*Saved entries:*
Content starts

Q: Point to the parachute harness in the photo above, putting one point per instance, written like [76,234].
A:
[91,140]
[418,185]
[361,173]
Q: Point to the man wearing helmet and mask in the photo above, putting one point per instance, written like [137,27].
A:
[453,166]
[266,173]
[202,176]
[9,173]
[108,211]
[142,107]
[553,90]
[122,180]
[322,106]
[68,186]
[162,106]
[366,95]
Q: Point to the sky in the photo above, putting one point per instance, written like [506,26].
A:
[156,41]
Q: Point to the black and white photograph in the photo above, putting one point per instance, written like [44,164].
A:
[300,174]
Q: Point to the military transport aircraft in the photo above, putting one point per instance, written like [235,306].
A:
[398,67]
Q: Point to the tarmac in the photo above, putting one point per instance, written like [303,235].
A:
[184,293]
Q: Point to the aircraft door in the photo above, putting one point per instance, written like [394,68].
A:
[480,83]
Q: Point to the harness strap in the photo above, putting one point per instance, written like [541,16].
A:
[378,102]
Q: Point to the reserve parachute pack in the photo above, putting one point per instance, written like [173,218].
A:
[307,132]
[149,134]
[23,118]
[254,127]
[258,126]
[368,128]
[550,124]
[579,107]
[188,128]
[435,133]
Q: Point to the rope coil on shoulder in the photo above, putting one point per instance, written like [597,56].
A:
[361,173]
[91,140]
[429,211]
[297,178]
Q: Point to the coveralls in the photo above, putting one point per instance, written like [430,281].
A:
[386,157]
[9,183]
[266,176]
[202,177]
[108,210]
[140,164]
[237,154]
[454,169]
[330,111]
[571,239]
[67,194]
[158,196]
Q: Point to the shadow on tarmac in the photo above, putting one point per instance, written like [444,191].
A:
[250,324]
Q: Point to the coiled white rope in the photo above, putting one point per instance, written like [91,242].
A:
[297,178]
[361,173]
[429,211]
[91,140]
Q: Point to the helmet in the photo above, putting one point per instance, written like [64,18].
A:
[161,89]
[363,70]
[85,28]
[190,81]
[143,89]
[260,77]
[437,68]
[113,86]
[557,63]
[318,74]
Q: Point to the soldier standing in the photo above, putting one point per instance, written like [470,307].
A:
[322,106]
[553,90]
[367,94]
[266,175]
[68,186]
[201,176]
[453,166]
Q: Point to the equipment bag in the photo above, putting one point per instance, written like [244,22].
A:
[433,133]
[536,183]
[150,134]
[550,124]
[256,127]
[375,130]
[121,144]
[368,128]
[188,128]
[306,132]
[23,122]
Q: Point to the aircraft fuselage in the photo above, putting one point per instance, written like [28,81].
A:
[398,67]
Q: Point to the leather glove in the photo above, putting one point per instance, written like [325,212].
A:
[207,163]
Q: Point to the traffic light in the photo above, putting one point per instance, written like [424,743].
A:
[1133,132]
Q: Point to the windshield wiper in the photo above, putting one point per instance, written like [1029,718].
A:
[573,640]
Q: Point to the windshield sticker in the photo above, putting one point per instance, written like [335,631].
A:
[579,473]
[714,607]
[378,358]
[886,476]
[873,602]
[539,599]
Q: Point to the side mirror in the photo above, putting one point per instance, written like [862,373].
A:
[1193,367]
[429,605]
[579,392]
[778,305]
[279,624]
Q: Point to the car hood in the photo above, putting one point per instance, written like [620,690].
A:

Content ends

*WHAT YOU SHOULD DO:*
Filter the entries above down to the lines that contain the word "tarmac".

*ANSWER SPACE:*
Q: Point to the tarmac in the photo above, putting one point per instance, written like [303,235].
Q: Point to the shadow on tarmac in the photo above, putting one point per instance, written like [444,191].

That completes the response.